Exercise prompt: Please count the lines in the records that contain the string "white" with matching case, and reply with only the number.

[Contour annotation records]
◇ ◇ ◇ ◇ ◇

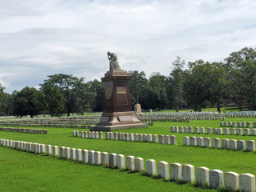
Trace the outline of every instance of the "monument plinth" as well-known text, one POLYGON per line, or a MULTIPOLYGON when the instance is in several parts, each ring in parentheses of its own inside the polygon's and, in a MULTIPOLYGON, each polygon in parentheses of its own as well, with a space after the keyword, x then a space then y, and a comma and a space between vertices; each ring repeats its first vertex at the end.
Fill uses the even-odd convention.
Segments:
POLYGON ((99 122, 90 126, 90 130, 109 131, 147 127, 146 123, 142 123, 137 119, 131 108, 129 87, 130 76, 121 70, 115 54, 110 59, 110 70, 102 78, 104 83, 103 114, 99 122))

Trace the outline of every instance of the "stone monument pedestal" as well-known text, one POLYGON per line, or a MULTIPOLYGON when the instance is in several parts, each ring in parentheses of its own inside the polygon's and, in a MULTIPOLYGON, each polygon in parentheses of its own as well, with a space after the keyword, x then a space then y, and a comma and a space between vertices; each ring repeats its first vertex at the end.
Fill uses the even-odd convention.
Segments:
POLYGON ((99 122, 90 126, 91 131, 110 131, 130 128, 145 128, 132 111, 129 79, 122 70, 110 70, 102 78, 104 82, 103 114, 99 122))

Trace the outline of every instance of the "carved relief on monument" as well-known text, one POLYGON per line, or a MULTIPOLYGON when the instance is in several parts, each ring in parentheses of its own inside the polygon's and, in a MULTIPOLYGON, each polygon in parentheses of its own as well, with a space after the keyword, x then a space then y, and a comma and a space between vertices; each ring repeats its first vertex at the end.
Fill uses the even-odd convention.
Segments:
POLYGON ((127 90, 126 90, 126 87, 125 86, 117 87, 117 105, 118 106, 128 105, 127 90))
POLYGON ((105 98, 106 99, 109 100, 111 98, 111 96, 112 96, 112 88, 111 86, 108 86, 105 90, 105 98))

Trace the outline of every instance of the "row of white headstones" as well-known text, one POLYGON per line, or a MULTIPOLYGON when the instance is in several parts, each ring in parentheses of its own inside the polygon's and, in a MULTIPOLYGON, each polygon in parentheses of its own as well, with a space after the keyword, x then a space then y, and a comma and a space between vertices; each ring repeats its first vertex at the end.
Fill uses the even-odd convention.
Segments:
POLYGON ((192 127, 192 126, 171 126, 170 132, 181 134, 238 134, 238 135, 256 135, 256 129, 248 128, 211 128, 207 127, 206 132, 205 127, 192 127), (242 134, 243 130, 243 134, 242 134))
MULTIPOLYGON (((0 146, 35 154, 46 153, 45 144, 0 139, 0 146)), ((58 147, 47 145, 46 154, 58 156, 58 147)), ((144 171, 144 159, 134 156, 126 158, 123 154, 61 146, 59 157, 90 165, 102 165, 110 168, 126 169, 136 172, 144 171)), ((148 159, 146 161, 146 172, 148 176, 158 176, 165 180, 195 182, 194 166, 188 164, 171 163, 169 166, 168 162, 161 161, 158 162, 157 170, 155 160, 148 159)), ((209 186, 213 189, 225 187, 226 190, 255 191, 255 177, 250 174, 238 174, 234 172, 226 172, 224 180, 222 170, 210 170, 207 167, 200 166, 196 169, 196 182, 203 186, 209 186)))
MULTIPOLYGON (((74 130, 73 136, 85 138, 101 138, 103 139, 103 132, 98 131, 81 131, 74 130)), ((120 132, 106 132, 106 140, 130 141, 130 142, 147 142, 159 144, 177 145, 175 135, 157 135, 146 134, 131 134, 120 132)))

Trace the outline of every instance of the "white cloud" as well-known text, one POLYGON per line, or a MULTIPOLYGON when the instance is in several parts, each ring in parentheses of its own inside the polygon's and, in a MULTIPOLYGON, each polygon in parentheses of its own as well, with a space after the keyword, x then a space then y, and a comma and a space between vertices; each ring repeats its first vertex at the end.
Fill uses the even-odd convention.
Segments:
MULTIPOLYGON (((0 0, 0 79, 6 91, 66 73, 93 80, 109 70, 170 72, 255 46, 254 0, 0 0)), ((1 82, 0 82, 1 83, 1 82)))

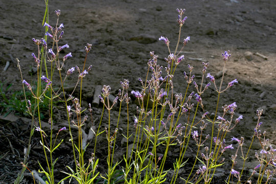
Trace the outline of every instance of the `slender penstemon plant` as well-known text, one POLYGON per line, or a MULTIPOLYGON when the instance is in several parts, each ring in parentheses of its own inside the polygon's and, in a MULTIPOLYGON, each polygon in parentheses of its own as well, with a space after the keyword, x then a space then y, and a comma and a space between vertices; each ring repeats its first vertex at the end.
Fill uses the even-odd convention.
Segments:
MULTIPOLYGON (((47 10, 48 4, 47 7, 47 10)), ((113 98, 110 95, 110 86, 103 85, 102 94, 99 96, 103 105, 97 131, 94 128, 95 125, 92 119, 92 107, 90 104, 88 104, 88 110, 92 123, 92 126, 88 128, 89 131, 94 133, 95 139, 94 152, 88 162, 85 161, 84 155, 89 144, 86 144, 86 138, 84 138, 87 135, 83 126, 85 124, 87 125, 86 122, 89 117, 83 116, 86 109, 82 106, 82 88, 83 80, 92 67, 91 65, 87 68, 85 67, 87 55, 92 45, 87 43, 85 47, 85 57, 83 66, 81 68, 82 69, 75 66, 68 69, 66 73, 63 73, 62 71, 65 62, 67 62, 67 59, 72 57, 72 55, 70 53, 63 57, 60 55, 61 51, 69 48, 68 44, 63 45, 59 44, 64 34, 62 31, 63 24, 59 24, 60 11, 55 11, 58 18, 55 27, 50 25, 49 18, 47 18, 43 24, 46 29, 46 37, 40 39, 33 38, 38 50, 37 54, 32 54, 37 68, 36 89, 35 90, 32 85, 22 77, 22 84, 27 86, 35 99, 34 105, 31 104, 28 99, 26 100, 28 112, 34 121, 36 119, 38 121, 38 125, 36 125, 35 128, 31 132, 30 140, 35 129, 39 132, 45 163, 43 164, 40 162, 38 163, 41 170, 40 172, 44 173, 46 177, 46 183, 53 184, 57 182, 55 178, 56 173, 54 172, 54 166, 58 158, 56 158, 54 153, 63 141, 62 140, 60 142, 57 143, 58 136, 66 130, 68 130, 70 136, 70 142, 72 146, 75 168, 67 166, 70 173, 63 172, 67 176, 58 181, 58 183, 64 183, 66 179, 70 178, 70 180, 74 178, 78 183, 85 184, 101 183, 101 180, 104 180, 103 182, 108 184, 123 182, 125 184, 174 184, 179 182, 179 178, 182 179, 183 181, 181 181, 185 183, 204 182, 209 184, 214 180, 217 168, 227 164, 223 153, 229 149, 234 149, 235 146, 233 146, 233 144, 226 145, 226 140, 229 139, 229 134, 243 118, 242 116, 239 114, 236 120, 234 118, 236 116, 235 111, 237 108, 236 102, 224 105, 222 107, 222 110, 219 108, 220 98, 222 95, 221 94, 228 90, 235 83, 238 83, 237 79, 235 79, 227 84, 224 84, 226 66, 231 55, 229 51, 222 53, 224 66, 219 86, 217 86, 214 77, 206 72, 209 63, 202 62, 203 70, 198 85, 193 73, 193 66, 188 64, 189 72, 184 72, 183 76, 183 80, 187 83, 186 89, 183 93, 177 93, 174 86, 174 75, 177 66, 182 63, 184 59, 184 55, 180 55, 181 51, 190 38, 188 36, 183 39, 181 42, 182 47, 179 49, 181 28, 187 17, 183 17, 185 9, 177 9, 177 11, 178 13, 177 22, 179 25, 179 29, 174 52, 172 53, 171 51, 168 38, 161 36, 159 38, 159 40, 165 42, 168 49, 168 57, 165 59, 167 65, 165 67, 160 65, 158 62, 158 56, 152 51, 150 53, 150 58, 147 63, 148 71, 145 79, 139 78, 142 86, 141 90, 132 90, 129 93, 129 81, 125 79, 121 82, 122 88, 119 90, 118 96, 113 98), (47 44, 47 38, 51 40, 51 46, 47 44), (41 61, 44 62, 44 65, 41 64, 41 61), (64 91, 66 79, 73 75, 72 74, 75 70, 78 73, 76 85, 71 94, 66 95, 64 91), (59 82, 54 81, 55 79, 54 75, 56 73, 58 76, 58 81, 59 82), (210 81, 207 84, 204 83, 205 78, 210 81), (80 96, 74 97, 74 92, 79 84, 80 86, 80 96), (194 88, 191 89, 193 84, 194 88), (216 108, 213 110, 211 110, 214 111, 213 113, 215 114, 211 118, 211 116, 209 117, 209 111, 203 105, 204 99, 201 97, 212 84, 218 94, 218 98, 216 108), (137 105, 134 114, 129 113, 131 111, 129 109, 129 105, 131 103, 131 96, 137 105), (48 99, 50 102, 49 110, 47 112, 49 117, 49 130, 45 129, 46 128, 42 126, 41 120, 41 114, 45 112, 40 110, 40 105, 45 103, 44 100, 45 99, 48 99), (120 101, 118 116, 117 120, 113 120, 111 116, 111 110, 113 110, 118 100, 120 101), (56 123, 57 120, 54 116, 53 111, 55 101, 61 102, 64 104, 68 123, 67 128, 65 127, 57 128, 58 125, 56 123), (122 103, 125 102, 126 104, 125 111, 127 114, 126 122, 127 129, 123 130, 122 135, 126 141, 126 150, 123 160, 115 162, 114 156, 116 151, 116 147, 118 145, 116 142, 118 141, 120 123, 124 123, 121 119, 121 112, 124 110, 122 108, 122 103), (104 112, 107 112, 108 114, 108 122, 106 122, 107 127, 103 128, 102 123, 105 114, 104 112), (134 119, 134 127, 132 128, 131 127, 132 123, 130 121, 130 117, 134 119), (113 123, 114 122, 117 123, 113 123), (211 124, 210 127, 209 123, 211 124), (73 138, 73 133, 75 133, 73 129, 77 130, 76 132, 77 138, 73 138), (131 131, 132 130, 133 131, 131 131), (49 132, 50 133, 48 133, 49 132), (99 163, 98 159, 95 159, 95 157, 98 156, 96 155, 98 137, 104 133, 108 147, 106 155, 107 166, 105 174, 101 174, 100 176, 96 169, 98 165, 101 163, 99 163), (194 154, 195 158, 193 160, 186 158, 188 151, 190 151, 189 148, 191 147, 196 148, 194 154), (179 151, 176 155, 173 156, 173 159, 175 159, 173 168, 169 168, 167 165, 168 160, 170 159, 171 162, 172 159, 170 157, 169 152, 175 148, 179 151), (189 163, 192 163, 191 168, 185 167, 188 161, 189 163), (181 168, 189 169, 187 177, 183 177, 179 173, 181 168), (122 179, 123 174, 120 171, 118 172, 121 169, 123 172, 123 180, 122 179), (169 172, 170 173, 170 177, 168 174, 169 172)), ((47 14, 47 11, 45 15, 47 14)), ((46 15, 44 20, 45 17, 46 15)), ((18 67, 20 70, 19 64, 18 61, 18 67)), ((238 144, 235 154, 231 157, 231 167, 228 178, 225 180, 226 183, 230 183, 235 181, 240 184, 244 183, 243 181, 252 183, 251 180, 256 176, 256 183, 258 184, 269 183, 272 180, 276 172, 276 158, 274 153, 276 150, 269 145, 269 140, 266 137, 265 131, 262 132, 260 129, 262 124, 260 122, 262 112, 262 110, 257 111, 258 120, 252 131, 254 134, 250 145, 245 152, 243 137, 236 138, 233 136, 231 139, 231 141, 238 144), (255 153, 259 164, 247 177, 245 163, 255 140, 259 142, 262 147, 260 152, 255 153), (239 153, 241 153, 243 161, 241 171, 238 170, 240 168, 236 168, 239 153)), ((30 143, 30 141, 29 144, 30 143)), ((30 152, 30 147, 29 146, 28 148, 27 153, 30 152)), ((27 167, 26 157, 25 158, 22 164, 24 166, 22 172, 26 168, 30 171, 27 167)), ((18 181, 22 179, 22 172, 18 175, 15 183, 19 183, 20 181, 18 181)), ((33 174, 35 183, 35 177, 33 174)))

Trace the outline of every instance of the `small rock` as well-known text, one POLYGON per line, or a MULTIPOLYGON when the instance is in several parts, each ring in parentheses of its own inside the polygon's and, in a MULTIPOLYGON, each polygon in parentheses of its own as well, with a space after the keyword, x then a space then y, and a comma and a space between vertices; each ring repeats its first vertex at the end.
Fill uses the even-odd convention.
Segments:
POLYGON ((264 106, 261 106, 261 107, 259 107, 258 108, 258 110, 261 110, 263 109, 263 113, 262 113, 262 114, 265 115, 265 111, 266 111, 266 109, 267 109, 266 106, 264 105, 264 106))
MULTIPOLYGON (((224 71, 224 75, 225 75, 225 73, 226 72, 227 72, 227 70, 225 70, 225 71, 224 71)), ((216 78, 219 78, 222 77, 223 74, 223 71, 219 71, 219 72, 217 73, 217 74, 216 74, 215 76, 216 77, 216 78)))
POLYGON ((163 9, 160 6, 157 6, 156 8, 156 11, 162 11, 163 9))
POLYGON ((242 18, 242 17, 240 16, 238 16, 238 15, 235 16, 235 18, 236 18, 237 20, 238 20, 239 22, 242 22, 243 21, 243 18, 242 18))
POLYGON ((248 61, 251 61, 253 59, 253 53, 249 51, 246 51, 244 53, 244 57, 248 61))
POLYGON ((269 108, 272 110, 276 110, 276 104, 272 104, 271 105, 270 105, 269 108))
POLYGON ((210 29, 207 30, 207 31, 206 31, 205 34, 207 35, 209 35, 209 36, 213 36, 213 35, 215 35, 215 32, 214 31, 213 29, 210 28, 210 29))
POLYGON ((152 43, 157 41, 156 37, 154 35, 147 34, 142 34, 130 38, 130 41, 136 41, 139 43, 143 44, 152 43))
POLYGON ((147 10, 144 8, 140 8, 139 10, 141 12, 146 12, 147 11, 147 10))
POLYGON ((264 98, 266 95, 266 91, 263 91, 263 93, 262 93, 261 94, 261 95, 260 95, 259 97, 260 97, 260 98, 261 98, 261 99, 262 99, 262 98, 264 98))

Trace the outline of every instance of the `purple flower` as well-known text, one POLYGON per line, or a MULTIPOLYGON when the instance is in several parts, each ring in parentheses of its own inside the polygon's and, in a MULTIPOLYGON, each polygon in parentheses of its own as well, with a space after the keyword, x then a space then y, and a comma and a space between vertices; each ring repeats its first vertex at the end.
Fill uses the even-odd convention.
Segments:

◇ ◇ ◇ ◇ ◇

Right answer: 2